_Task to carry out_:
Find the line containing "Where can the silver" in the material below, then please transcribe it and each line after it exactly, without the pictures.

>>>

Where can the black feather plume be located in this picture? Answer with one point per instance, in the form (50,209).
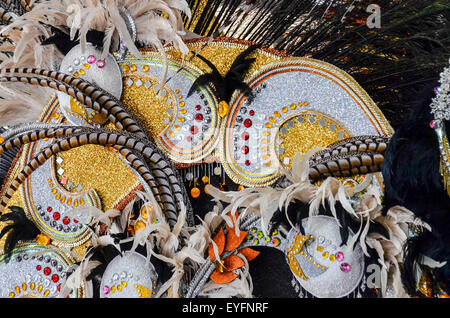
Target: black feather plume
(22,229)
(412,179)
(224,87)
(64,44)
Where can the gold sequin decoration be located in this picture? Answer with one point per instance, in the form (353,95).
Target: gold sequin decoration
(94,167)
(312,136)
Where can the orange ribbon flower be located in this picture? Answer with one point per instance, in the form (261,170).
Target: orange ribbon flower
(224,270)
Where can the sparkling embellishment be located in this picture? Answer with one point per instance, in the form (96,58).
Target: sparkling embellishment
(194,130)
(340,256)
(248,123)
(91,59)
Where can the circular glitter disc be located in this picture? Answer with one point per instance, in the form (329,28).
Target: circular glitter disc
(128,276)
(26,273)
(184,131)
(283,91)
(328,280)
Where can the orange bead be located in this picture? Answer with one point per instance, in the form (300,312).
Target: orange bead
(195,193)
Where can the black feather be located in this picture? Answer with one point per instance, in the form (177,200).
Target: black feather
(61,39)
(22,229)
(224,86)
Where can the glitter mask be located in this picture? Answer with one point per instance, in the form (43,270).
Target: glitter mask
(329,272)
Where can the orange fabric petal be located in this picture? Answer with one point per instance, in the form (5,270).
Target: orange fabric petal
(233,262)
(234,241)
(223,278)
(219,239)
(248,253)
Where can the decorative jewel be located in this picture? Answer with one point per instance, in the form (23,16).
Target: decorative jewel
(101,64)
(195,192)
(91,59)
(223,108)
(43,240)
(339,256)
(248,123)
(345,267)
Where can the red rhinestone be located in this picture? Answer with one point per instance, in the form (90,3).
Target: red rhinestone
(194,130)
(47,271)
(55,278)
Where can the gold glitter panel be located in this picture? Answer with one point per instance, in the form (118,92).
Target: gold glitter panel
(315,130)
(144,103)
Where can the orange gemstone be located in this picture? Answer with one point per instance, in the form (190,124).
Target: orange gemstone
(195,193)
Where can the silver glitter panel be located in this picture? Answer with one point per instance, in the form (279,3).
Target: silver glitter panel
(28,275)
(130,268)
(333,283)
(280,87)
(38,198)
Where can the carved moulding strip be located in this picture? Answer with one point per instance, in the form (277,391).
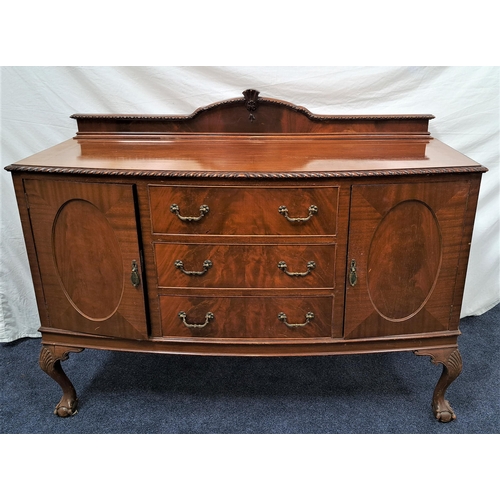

<<<

_Result_:
Where can the silver glitter panel be located in this picture? Answer with one point per instance, in the form (279,3).
Target: silver glitter panel
(28,275)
(130,268)
(333,283)
(280,87)
(38,198)
Where can the carved moulding strip be located in this picture? Answer with one point per instance, in the form (277,391).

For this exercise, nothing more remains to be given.